Point annotations for rows
......

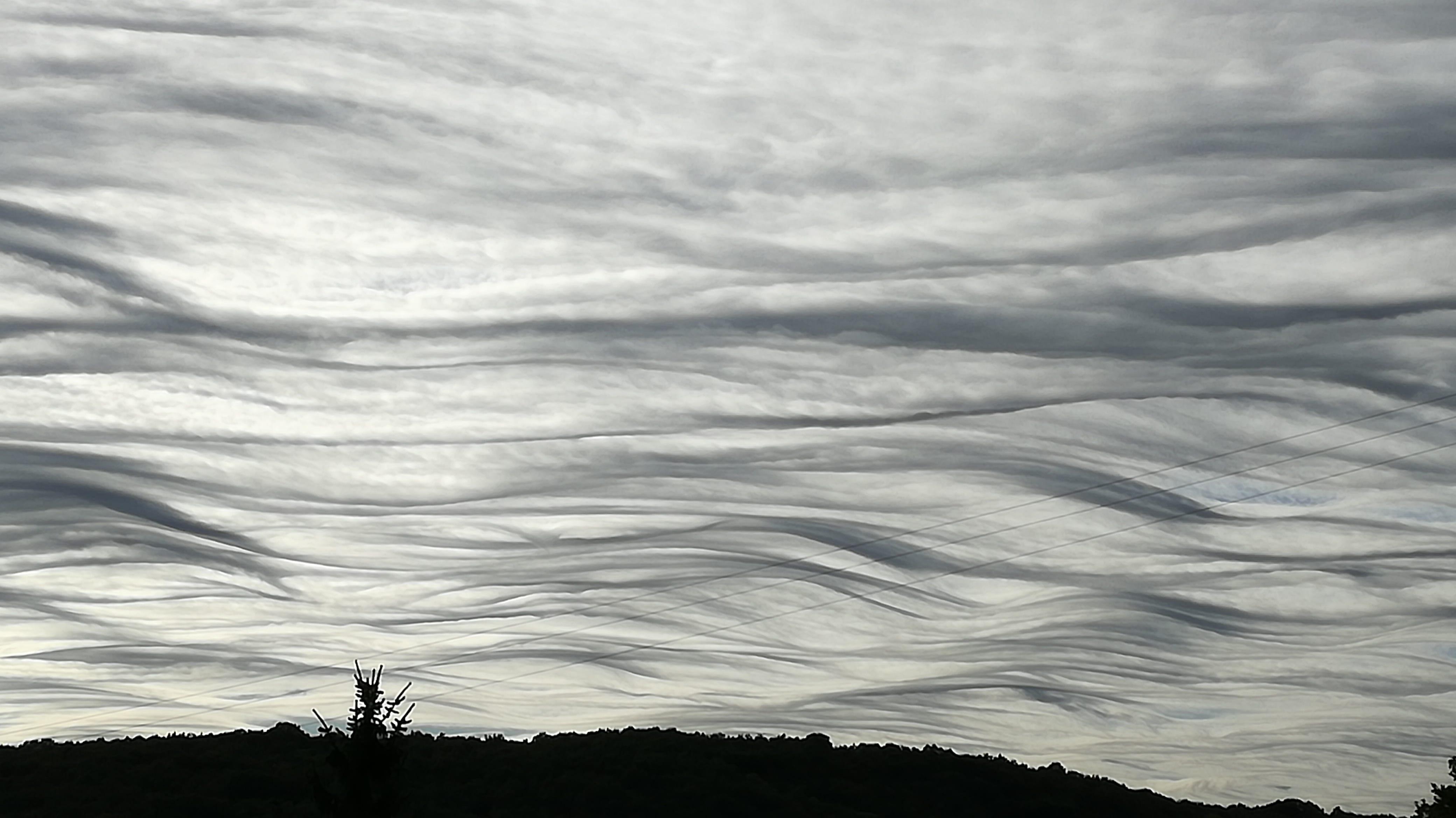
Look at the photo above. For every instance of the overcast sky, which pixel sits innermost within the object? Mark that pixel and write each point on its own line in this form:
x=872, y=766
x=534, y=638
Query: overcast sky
x=713, y=363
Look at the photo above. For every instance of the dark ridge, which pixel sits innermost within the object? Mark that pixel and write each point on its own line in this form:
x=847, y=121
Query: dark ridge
x=606, y=774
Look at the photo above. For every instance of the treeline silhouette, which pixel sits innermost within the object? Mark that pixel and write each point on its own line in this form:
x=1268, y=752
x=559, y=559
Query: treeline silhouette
x=380, y=769
x=603, y=774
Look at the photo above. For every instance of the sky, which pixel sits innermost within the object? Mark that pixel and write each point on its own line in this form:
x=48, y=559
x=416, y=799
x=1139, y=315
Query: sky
x=1059, y=380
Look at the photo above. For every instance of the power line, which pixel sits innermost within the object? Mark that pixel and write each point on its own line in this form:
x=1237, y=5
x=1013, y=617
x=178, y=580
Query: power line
x=814, y=575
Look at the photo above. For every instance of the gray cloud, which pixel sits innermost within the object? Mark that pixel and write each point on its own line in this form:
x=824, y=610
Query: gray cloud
x=736, y=370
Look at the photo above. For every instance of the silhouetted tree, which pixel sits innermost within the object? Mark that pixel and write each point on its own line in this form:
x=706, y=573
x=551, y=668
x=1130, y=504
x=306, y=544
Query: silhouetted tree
x=366, y=759
x=1443, y=798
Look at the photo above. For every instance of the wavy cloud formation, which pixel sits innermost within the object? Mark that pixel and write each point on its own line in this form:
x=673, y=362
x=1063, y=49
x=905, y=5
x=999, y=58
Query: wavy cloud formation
x=743, y=367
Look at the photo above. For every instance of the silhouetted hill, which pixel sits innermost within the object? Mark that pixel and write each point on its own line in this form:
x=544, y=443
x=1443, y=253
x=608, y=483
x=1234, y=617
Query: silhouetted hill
x=605, y=774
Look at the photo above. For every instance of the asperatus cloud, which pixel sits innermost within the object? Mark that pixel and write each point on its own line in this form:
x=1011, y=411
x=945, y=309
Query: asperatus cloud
x=1062, y=379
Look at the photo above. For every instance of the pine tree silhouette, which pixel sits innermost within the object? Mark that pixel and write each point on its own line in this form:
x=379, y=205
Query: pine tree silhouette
x=366, y=759
x=1443, y=798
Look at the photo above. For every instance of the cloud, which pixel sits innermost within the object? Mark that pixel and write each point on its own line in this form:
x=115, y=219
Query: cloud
x=742, y=369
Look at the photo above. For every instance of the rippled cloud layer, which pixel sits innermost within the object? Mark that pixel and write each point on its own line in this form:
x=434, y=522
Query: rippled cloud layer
x=860, y=367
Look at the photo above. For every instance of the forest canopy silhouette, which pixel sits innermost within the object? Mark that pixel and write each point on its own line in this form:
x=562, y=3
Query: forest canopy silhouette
x=379, y=768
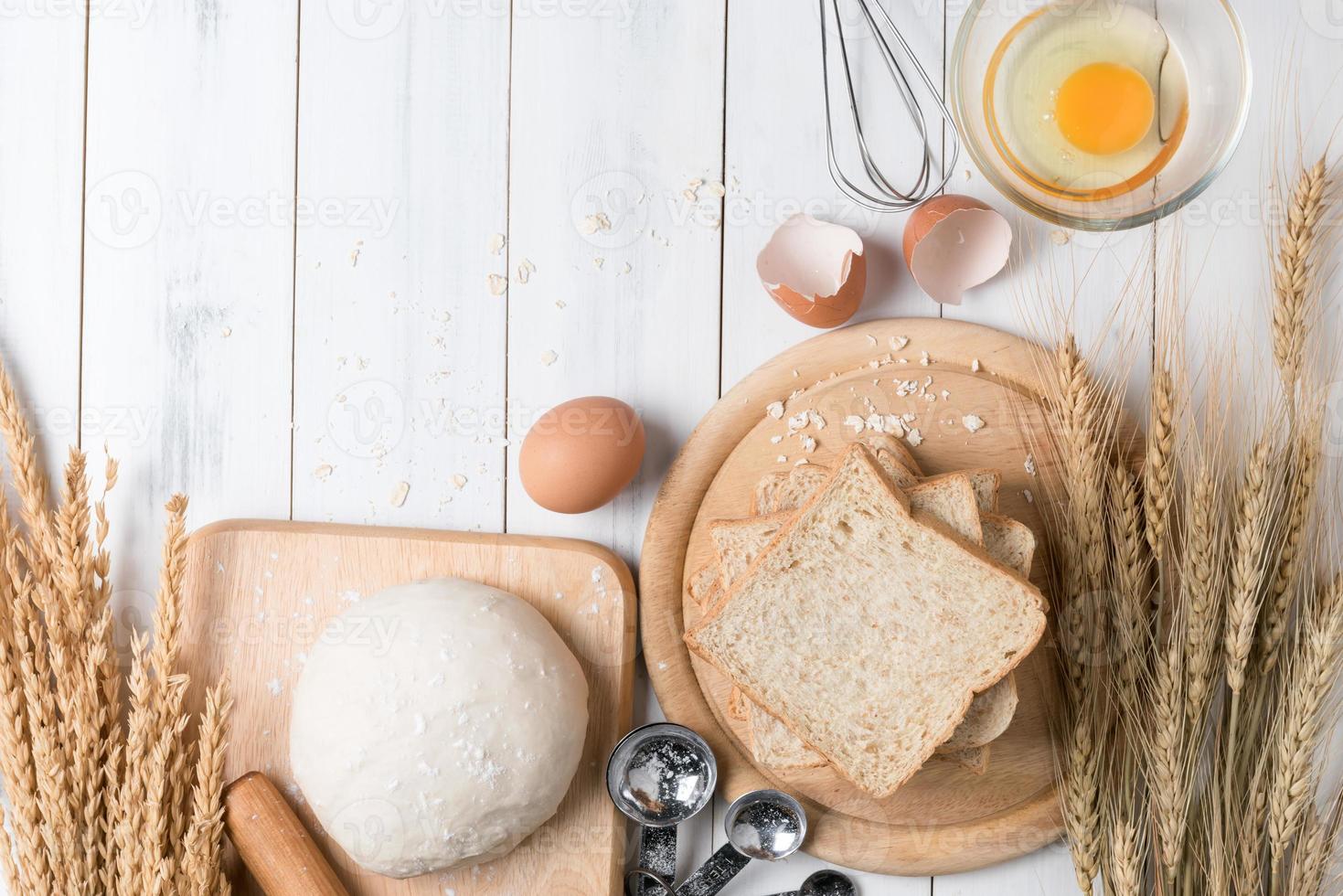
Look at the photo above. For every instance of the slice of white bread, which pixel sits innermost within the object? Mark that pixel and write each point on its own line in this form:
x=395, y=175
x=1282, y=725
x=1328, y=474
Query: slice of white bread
x=950, y=498
x=1008, y=541
x=988, y=716
x=773, y=746
x=739, y=707
x=945, y=498
x=975, y=759
x=839, y=627
x=736, y=543
x=705, y=586
x=763, y=497
x=879, y=443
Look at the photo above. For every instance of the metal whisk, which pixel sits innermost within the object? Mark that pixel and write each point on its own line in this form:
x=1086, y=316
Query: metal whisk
x=875, y=189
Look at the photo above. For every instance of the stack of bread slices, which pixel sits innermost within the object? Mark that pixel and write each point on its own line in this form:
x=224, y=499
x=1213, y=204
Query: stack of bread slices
x=870, y=617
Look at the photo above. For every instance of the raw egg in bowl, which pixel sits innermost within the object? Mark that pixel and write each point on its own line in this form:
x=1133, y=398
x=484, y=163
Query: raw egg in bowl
x=1100, y=114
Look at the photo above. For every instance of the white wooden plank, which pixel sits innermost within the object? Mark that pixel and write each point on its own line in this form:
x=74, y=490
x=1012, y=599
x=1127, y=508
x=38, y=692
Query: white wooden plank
x=42, y=76
x=1295, y=112
x=188, y=265
x=776, y=166
x=400, y=343
x=617, y=109
x=40, y=199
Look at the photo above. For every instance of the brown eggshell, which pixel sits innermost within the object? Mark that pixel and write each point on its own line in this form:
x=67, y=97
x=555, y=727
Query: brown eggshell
x=581, y=454
x=814, y=271
x=953, y=243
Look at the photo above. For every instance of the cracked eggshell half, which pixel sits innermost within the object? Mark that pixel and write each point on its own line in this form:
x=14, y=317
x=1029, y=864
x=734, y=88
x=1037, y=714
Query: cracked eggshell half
x=954, y=243
x=814, y=271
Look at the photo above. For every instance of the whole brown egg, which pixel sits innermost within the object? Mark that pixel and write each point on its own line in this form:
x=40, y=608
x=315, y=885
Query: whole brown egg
x=581, y=454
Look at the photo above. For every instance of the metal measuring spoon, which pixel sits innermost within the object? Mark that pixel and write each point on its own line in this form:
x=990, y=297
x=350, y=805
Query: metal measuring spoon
x=658, y=776
x=766, y=825
x=825, y=883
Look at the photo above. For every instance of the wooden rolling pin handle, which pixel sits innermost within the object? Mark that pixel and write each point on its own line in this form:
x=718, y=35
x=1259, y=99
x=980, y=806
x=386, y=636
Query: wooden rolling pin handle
x=272, y=844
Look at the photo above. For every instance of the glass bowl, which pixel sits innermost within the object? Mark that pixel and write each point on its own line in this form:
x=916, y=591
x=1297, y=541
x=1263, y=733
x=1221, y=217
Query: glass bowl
x=1211, y=43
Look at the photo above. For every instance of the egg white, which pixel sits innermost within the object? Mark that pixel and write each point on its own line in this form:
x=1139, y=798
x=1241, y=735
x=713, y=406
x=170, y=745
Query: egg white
x=1053, y=45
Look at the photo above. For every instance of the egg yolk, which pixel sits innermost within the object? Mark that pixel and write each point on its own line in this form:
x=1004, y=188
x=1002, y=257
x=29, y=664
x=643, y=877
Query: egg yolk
x=1105, y=108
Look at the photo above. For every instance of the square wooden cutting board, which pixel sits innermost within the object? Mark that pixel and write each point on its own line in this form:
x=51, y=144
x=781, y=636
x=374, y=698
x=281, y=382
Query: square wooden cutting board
x=258, y=594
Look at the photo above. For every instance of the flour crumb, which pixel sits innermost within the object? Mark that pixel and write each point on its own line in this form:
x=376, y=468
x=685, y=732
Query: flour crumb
x=594, y=223
x=524, y=271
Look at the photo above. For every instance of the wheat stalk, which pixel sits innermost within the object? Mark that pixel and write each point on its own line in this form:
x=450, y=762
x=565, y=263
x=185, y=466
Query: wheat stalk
x=1080, y=793
x=1159, y=468
x=98, y=802
x=1254, y=507
x=1199, y=590
x=1303, y=468
x=1310, y=681
x=1294, y=272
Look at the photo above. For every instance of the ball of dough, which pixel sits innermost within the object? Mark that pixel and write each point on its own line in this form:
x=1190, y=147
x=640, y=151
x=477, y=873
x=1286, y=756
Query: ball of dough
x=437, y=724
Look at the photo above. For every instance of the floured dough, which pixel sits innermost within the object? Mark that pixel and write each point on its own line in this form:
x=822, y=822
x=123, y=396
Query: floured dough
x=437, y=724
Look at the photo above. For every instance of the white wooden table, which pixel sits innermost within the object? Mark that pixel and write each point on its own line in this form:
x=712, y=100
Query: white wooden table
x=285, y=359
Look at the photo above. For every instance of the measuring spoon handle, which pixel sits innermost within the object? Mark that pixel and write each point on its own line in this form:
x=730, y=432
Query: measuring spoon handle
x=657, y=853
x=713, y=875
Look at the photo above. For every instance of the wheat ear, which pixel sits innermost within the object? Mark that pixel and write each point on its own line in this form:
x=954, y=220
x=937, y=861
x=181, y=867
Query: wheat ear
x=1199, y=590
x=1294, y=272
x=1254, y=508
x=1303, y=469
x=1159, y=466
x=1310, y=681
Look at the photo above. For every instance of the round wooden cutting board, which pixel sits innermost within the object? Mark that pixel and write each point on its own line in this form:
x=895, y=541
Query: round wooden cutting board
x=945, y=818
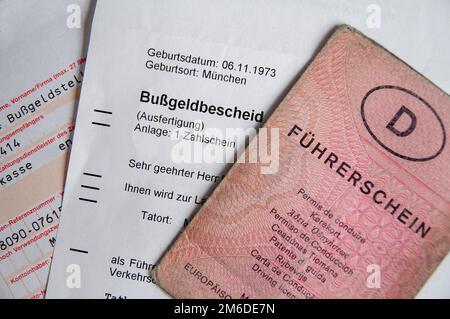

......

• **What this task involves**
Quote the stretch of rows from the line containing "Look at the photo above. For every instance of the cracked" through the line containing "x=1211, y=43", word for word.

• **The solution**
Look at the photo above. For every instance of the cracked eggshell half, which pixel sits innermost within the object? Mark that pixel and write each point on its own line in this form:
x=14, y=317
x=1029, y=864
x=734, y=88
x=1037, y=714
Query: cracked eggshell half
x=954, y=243
x=814, y=271
Look at the photo above. For every instance of the whole brown egg, which pixel sits innermost within the object? Mark that pixel and write each point on its own line in this form:
x=40, y=608
x=315, y=885
Query: whole brown egg
x=581, y=454
Look at the photo above. For every instance of the metal measuring spoon, which pixel sits innermost within the object? Mark that pixel and write each point on its own line in this form:
x=990, y=297
x=350, y=805
Query: metal measuring spoon
x=658, y=776
x=766, y=825
x=825, y=883
Look at the photo above. For every instance of the wooden rolling pin handle, which pixel sits innermost within the object? Mark that pixel and write each point on its own line in this form:
x=718, y=35
x=1259, y=99
x=980, y=806
x=386, y=636
Query: wooden rolling pin handle
x=272, y=844
Look at the photo above. For every instance of the glass bowl, which pixel sits innermost within the object? Mark that pixel and write each point on its own line in this form:
x=916, y=591
x=1297, y=541
x=1263, y=733
x=1221, y=217
Query: glass bowl
x=1211, y=43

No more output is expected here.